> _Exercise_:
Extract every line of the records below that contains the string "hitch". Treat case as significant.

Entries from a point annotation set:
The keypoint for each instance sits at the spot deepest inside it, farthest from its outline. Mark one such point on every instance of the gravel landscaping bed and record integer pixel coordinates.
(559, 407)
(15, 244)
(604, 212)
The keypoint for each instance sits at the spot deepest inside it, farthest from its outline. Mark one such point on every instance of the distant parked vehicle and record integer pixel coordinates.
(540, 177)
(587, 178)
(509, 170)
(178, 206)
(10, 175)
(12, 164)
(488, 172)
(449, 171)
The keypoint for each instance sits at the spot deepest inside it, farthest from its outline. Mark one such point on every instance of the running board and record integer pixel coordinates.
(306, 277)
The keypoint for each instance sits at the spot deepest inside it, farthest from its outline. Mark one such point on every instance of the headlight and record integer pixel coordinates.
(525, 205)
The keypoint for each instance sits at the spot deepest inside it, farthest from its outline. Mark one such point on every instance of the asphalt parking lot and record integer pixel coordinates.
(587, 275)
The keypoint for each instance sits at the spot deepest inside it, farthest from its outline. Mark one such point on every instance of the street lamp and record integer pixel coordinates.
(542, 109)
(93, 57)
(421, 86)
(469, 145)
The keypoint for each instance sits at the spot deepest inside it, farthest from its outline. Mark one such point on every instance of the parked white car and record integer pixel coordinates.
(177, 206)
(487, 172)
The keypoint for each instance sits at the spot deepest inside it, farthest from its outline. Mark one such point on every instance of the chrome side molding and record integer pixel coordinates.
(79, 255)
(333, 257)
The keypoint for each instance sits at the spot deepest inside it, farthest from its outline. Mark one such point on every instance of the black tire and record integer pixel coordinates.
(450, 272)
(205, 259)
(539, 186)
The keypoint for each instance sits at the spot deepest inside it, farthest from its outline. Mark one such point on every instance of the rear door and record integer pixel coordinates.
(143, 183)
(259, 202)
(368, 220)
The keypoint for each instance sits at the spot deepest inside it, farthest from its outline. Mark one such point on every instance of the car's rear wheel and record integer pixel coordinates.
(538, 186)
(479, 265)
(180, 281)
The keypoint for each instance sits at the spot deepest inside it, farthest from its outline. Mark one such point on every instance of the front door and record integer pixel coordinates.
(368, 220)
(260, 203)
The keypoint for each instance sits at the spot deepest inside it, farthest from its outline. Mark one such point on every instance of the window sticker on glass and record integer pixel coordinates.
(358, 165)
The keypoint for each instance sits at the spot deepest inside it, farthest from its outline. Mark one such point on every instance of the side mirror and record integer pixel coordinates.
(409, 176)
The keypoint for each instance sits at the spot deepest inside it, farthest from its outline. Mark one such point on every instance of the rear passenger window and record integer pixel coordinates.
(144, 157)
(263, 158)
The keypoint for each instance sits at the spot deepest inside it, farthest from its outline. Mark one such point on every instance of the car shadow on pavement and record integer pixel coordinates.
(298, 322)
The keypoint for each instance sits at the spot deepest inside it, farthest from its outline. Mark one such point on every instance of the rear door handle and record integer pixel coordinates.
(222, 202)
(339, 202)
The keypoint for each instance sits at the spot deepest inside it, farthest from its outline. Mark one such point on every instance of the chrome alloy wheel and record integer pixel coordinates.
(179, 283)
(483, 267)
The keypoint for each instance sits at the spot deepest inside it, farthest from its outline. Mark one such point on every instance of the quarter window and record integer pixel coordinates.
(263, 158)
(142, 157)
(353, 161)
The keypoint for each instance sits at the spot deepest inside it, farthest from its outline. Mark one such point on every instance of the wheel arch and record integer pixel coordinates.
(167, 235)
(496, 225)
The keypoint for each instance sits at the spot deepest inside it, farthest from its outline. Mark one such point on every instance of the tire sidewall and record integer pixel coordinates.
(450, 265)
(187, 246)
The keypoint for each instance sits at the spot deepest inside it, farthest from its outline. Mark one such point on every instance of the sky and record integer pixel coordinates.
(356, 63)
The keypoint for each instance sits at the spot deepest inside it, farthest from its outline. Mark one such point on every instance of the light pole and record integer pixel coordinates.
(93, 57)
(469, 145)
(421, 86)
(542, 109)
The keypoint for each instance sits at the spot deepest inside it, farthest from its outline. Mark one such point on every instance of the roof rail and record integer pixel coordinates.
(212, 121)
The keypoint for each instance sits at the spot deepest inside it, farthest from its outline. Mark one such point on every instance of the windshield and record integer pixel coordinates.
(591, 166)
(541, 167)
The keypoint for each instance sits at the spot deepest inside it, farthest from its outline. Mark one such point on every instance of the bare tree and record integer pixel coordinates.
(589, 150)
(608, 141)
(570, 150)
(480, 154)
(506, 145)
---
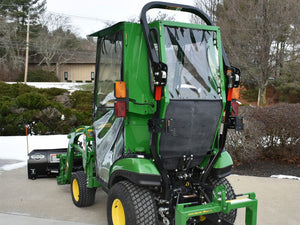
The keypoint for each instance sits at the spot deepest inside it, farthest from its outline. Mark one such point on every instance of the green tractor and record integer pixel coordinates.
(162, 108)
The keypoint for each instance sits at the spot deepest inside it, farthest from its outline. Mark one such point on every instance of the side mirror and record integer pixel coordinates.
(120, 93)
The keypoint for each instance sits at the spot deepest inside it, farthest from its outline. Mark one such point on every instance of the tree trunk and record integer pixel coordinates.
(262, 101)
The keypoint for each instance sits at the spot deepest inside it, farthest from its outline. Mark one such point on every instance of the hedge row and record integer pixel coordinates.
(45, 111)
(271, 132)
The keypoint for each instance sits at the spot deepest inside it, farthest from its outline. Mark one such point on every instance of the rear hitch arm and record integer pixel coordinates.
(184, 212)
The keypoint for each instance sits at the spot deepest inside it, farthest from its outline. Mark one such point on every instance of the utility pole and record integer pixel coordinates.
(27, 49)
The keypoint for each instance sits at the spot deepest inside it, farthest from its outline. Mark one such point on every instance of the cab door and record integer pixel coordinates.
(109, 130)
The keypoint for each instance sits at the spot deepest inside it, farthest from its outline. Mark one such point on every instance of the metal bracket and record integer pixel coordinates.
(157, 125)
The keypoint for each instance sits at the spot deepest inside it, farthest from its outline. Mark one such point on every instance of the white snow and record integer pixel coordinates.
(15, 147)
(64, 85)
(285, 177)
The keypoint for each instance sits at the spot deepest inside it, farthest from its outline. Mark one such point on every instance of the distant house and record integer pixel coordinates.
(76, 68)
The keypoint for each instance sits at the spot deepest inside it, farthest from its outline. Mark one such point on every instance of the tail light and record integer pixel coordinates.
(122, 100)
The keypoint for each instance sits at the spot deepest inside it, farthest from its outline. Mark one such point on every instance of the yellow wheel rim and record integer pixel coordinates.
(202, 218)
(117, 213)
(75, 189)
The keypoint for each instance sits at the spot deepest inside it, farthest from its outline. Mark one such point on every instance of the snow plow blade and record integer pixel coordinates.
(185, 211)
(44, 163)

> _Written reply_:
The keypoint for each instance sits at the spot deepest inside it, farthest from its outline. Mark one such point on every instance of the rear hitch arm and record integer pixel coordinates.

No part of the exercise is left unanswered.